Исходный текст:
------------------------------------------------------------------------
С.Д.: А что Вас натолкнуло написать о поэзии Заболоцкого такую объёмную книгу?

О.М.: Написано было гораздо больше. Недавно вышла новая книга о Заболоцком, тоже большая – 300 страниц. «Генезис поэтики Н.А. Заболоцкого» – всего лишь докторская диссертация, но это официально. Она появилась случайно и неслучайно. Я человек увлекающийся, не понимаю однолюбов, всю жизнь таскающих в руках одну и ту же книжку, будто это Священное писание. Помимо Платонова меня много что интересовало, и проза, и поэзия. Впрочем, я не думал о докторской, пока мне о ней не стали настойчиво напоминать. Во времена оны были люди, которые ревниво относились к чужой научной карьере. Вот эти люди совали палки в колеса, чтобы осложнить жизнь в науке. Обычно кандидатскую расширяют и превращают в докторскую. Они думали, и я так хочу, дополнить кандидатскую об Платонове. «Нет, – говорят, – пиши о другом». Вот я и стал писать о другом. И не только о Заболоцком, между прочим. Заболоцкий – это впечатления юности. «Столбцы» – книжка необычная, совершенно новая и оригинальная. Даже по меркам поздних 1980-х, когда я её прочитал. Что-то о Заболоцком было у меня написано ещё в университетские годы, какие-то заметки. Поэтому для меня не было вопроса, о ком писать после Платонова.

С.Д.: Можете кратко описать свое отношение к Заболоцкому и его творчеству?
------------------------------------------------------------------------
Условие задания: Перечислите, пожалуйста, все работы, которые О.М. в интервью выше называет написанными им самим.

Предоставленные записи:
------------------------------------------------------------------------
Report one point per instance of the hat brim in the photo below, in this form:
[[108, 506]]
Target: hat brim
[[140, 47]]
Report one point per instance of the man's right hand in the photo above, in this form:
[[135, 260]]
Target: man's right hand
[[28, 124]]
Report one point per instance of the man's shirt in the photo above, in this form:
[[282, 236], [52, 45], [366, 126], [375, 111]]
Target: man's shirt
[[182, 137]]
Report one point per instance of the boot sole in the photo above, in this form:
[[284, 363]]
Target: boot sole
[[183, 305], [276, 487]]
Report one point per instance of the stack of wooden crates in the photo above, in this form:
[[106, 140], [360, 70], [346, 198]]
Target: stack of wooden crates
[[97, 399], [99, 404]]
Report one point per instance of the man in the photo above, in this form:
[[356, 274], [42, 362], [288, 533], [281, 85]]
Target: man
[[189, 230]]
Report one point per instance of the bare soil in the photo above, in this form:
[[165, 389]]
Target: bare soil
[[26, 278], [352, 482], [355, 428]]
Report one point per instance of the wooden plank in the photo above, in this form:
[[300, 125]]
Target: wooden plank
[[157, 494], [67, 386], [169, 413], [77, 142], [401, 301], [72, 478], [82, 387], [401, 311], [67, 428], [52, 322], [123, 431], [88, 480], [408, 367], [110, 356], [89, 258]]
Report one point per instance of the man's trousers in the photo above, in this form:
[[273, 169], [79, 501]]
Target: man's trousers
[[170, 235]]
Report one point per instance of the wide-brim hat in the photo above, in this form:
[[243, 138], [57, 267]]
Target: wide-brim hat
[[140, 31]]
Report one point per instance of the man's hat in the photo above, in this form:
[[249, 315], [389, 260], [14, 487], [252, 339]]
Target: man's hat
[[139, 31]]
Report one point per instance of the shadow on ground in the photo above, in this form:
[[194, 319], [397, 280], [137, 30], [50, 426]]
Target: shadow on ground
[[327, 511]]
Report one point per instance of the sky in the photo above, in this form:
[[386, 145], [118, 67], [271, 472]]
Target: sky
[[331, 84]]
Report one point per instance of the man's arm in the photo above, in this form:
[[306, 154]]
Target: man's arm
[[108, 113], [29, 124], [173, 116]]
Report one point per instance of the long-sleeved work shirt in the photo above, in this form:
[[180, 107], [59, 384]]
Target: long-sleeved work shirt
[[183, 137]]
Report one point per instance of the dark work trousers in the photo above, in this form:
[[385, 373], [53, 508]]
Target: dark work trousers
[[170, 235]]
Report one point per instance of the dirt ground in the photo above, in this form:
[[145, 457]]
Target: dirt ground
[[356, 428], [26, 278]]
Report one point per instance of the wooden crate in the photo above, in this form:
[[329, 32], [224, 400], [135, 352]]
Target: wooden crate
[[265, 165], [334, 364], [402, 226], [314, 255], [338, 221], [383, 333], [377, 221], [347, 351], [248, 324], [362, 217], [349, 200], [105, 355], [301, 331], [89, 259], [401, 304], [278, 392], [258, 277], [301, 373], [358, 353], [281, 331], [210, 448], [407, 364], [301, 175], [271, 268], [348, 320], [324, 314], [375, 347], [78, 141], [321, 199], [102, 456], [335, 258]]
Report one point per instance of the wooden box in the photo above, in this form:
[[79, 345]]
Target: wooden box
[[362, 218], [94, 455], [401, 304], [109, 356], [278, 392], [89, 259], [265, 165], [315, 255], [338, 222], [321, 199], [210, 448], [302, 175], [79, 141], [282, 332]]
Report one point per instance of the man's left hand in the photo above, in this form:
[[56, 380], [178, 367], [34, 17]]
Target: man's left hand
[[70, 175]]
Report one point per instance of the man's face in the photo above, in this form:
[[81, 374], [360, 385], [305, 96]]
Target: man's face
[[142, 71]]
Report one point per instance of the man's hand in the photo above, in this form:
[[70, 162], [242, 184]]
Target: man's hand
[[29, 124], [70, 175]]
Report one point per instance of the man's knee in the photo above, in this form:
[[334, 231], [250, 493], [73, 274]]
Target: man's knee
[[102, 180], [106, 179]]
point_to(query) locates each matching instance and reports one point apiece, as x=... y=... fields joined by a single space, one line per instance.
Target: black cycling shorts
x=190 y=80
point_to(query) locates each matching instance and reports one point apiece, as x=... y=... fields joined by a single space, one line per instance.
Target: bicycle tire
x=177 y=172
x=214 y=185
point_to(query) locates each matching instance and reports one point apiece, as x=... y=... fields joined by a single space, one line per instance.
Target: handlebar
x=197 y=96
------------------------------------------------------------------------
Ответ:
- Новая книга о Заболоцком объемом 300 страниц
- «Генезис поэтики Н.А. Заболоцкого» (докторская диссертация)
- Кандидатская диссертация о Платонове
- Заметки о Заболоцком, написанные в университетские годы